**Annotated photo localization data**
--- --- ---

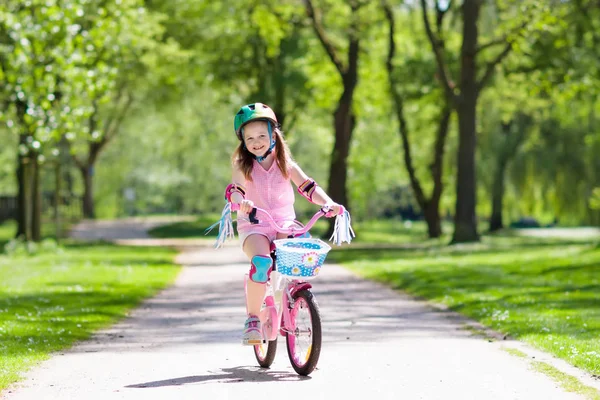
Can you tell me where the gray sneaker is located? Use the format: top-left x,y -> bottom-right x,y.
242,316 -> 263,345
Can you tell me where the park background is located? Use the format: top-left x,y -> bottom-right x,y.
1,0 -> 599,396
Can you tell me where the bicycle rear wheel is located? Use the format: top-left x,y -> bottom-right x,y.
254,339 -> 277,368
285,289 -> 322,376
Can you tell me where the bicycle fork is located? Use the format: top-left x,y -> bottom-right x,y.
258,275 -> 314,341
279,280 -> 312,336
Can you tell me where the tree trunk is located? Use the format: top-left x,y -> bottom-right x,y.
16,147 -> 27,239
80,165 -> 95,219
488,159 -> 507,232
54,161 -> 62,242
426,105 -> 452,238
328,96 -> 355,209
451,0 -> 481,244
488,115 -> 529,232
423,201 -> 442,238
325,87 -> 356,237
384,2 -> 452,239
452,100 -> 480,243
304,0 -> 360,238
31,154 -> 42,242
15,148 -> 40,241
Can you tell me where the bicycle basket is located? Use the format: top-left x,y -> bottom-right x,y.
273,238 -> 331,279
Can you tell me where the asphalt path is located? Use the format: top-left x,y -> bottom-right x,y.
3,219 -> 599,400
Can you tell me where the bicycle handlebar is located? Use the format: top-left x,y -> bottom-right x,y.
230,203 -> 345,236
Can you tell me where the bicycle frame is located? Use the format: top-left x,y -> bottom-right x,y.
255,271 -> 312,342
234,204 -> 334,341
233,202 -> 351,375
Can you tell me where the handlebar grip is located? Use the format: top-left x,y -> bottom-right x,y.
249,208 -> 259,224
230,203 -> 259,224
322,204 -> 346,217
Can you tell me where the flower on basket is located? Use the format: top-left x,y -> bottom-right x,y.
302,251 -> 319,267
291,266 -> 301,275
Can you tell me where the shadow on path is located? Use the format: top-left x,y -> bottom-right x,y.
126,366 -> 310,388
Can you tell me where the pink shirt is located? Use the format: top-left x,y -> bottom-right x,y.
236,159 -> 296,233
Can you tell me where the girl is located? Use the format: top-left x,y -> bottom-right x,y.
226,102 -> 342,345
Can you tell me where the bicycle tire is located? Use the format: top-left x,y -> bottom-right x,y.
254,339 -> 277,368
285,289 -> 322,376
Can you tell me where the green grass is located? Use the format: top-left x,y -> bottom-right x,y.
503,347 -> 529,358
0,223 -> 180,391
533,362 -> 600,399
0,220 -> 73,248
0,222 -> 13,249
148,212 -> 334,240
501,347 -> 600,399
327,227 -> 600,376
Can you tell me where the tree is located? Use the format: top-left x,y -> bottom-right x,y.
1,1 -> 86,240
383,2 -> 452,238
419,0 -> 545,242
495,0 -> 600,226
145,0 -> 314,133
487,114 -> 532,231
64,1 -> 182,219
303,0 -> 366,230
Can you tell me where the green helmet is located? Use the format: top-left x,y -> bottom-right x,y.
233,103 -> 278,140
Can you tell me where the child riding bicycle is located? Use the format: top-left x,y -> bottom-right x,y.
214,103 -> 347,345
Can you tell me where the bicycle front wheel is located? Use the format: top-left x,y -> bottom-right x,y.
285,289 -> 322,376
254,339 -> 277,368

--- --- ---

**Assignment**
Only the wording of the records is wanted: copy it all exactly and omit the pictures.

**Exercise result**
Can you tell me where the gray sneaker is located? Use the format: top-left x,y -> bottom-right x,y.
242,316 -> 263,345
Can you tell me where the park background is located? Use the format: top-left x,y -> bottom-right x,y.
1,0 -> 599,396
Can you tell me where the bicycle rear wheel is located? Use the format: top-left x,y -> bottom-right x,y.
254,339 -> 277,368
285,289 -> 322,376
Can you tell me where the bicycle fork is located? Use the format: top-left x,y -> bottom-right x,y.
258,275 -> 314,341
279,280 -> 312,336
Can you tell me where the tree trunk is located? Use the format: top-left x,y -> bottom-right x,y.
16,147 -> 27,239
80,165 -> 95,219
488,159 -> 507,232
54,161 -> 62,242
426,105 -> 452,238
328,96 -> 355,209
451,0 -> 481,244
488,115 -> 529,232
423,201 -> 442,238
325,87 -> 356,237
384,2 -> 452,239
452,100 -> 480,243
304,0 -> 360,238
31,154 -> 42,242
15,148 -> 40,241
Can you tell me where the bicycle basket is located? Use the format: top-left x,y -> bottom-right x,y.
273,238 -> 331,279
Can you tell me where the asphalt path is located? Use the format: top-left x,y -> bottom-right x,y.
3,219 -> 599,400
Can you tell me where the bicycle handlebar is located? Use the format: top-left x,y -> bottom-right x,y.
230,203 -> 345,236
Can you tell me where the bicycle frame is located? Use the format: top-left x,y -> bottom-right x,y.
255,271 -> 312,342
234,204 -> 334,341
233,202 -> 351,375
Can you tell me where the handlebar grip is located? Use the format: top-left x,y -> bottom-right x,y.
249,208 -> 259,224
230,203 -> 259,224
322,204 -> 346,217
Can you tell me where the flower on basket is located? Use the format: top-left x,y -> bottom-right x,y.
302,251 -> 319,267
291,266 -> 301,275
Can you tell me where the shadow on path is located? Use the format: top-left x,y -> bottom-right x,y.
126,366 -> 310,388
Can you tell me where the pink shirt is located? Use the format: top-left x,y -> bottom-right x,y.
236,159 -> 296,233
Can you tell me where the girl is located? Use the format: top-left x,y -> bottom-right x,y.
226,102 -> 342,345
Can you tell me where the bicycle tire is located? Use the format: top-left x,y -> bottom-right x,y.
254,339 -> 277,368
285,289 -> 322,376
Can you tell me where the green grass is located? Use the format: top-left x,y -> bottom-right x,y.
503,347 -> 529,358
0,223 -> 180,391
533,362 -> 600,399
0,220 -> 73,248
0,222 -> 13,249
148,212 -> 334,240
501,347 -> 600,399
327,227 -> 600,376
Can you tell me where the tree is located? Use the format: top-left x,y -> bottom-right x,y.
1,1 -> 86,240
383,2 -> 452,238
419,0 -> 545,242
495,0 -> 600,226
145,0 -> 314,133
487,114 -> 532,231
64,1 -> 182,219
303,0 -> 366,230
Can you tell me where the green helmet is located? Use the format: top-left x,y -> bottom-right x,y.
233,103 -> 278,140
Can you tell me where the child riding bicycle is located? Use the format: top-left x,y -> bottom-right x,y.
214,103 -> 347,345
Can you tell me where the bicycle front wheel is located? Use the format: top-left x,y -> bottom-right x,y.
285,289 -> 322,376
254,339 -> 277,368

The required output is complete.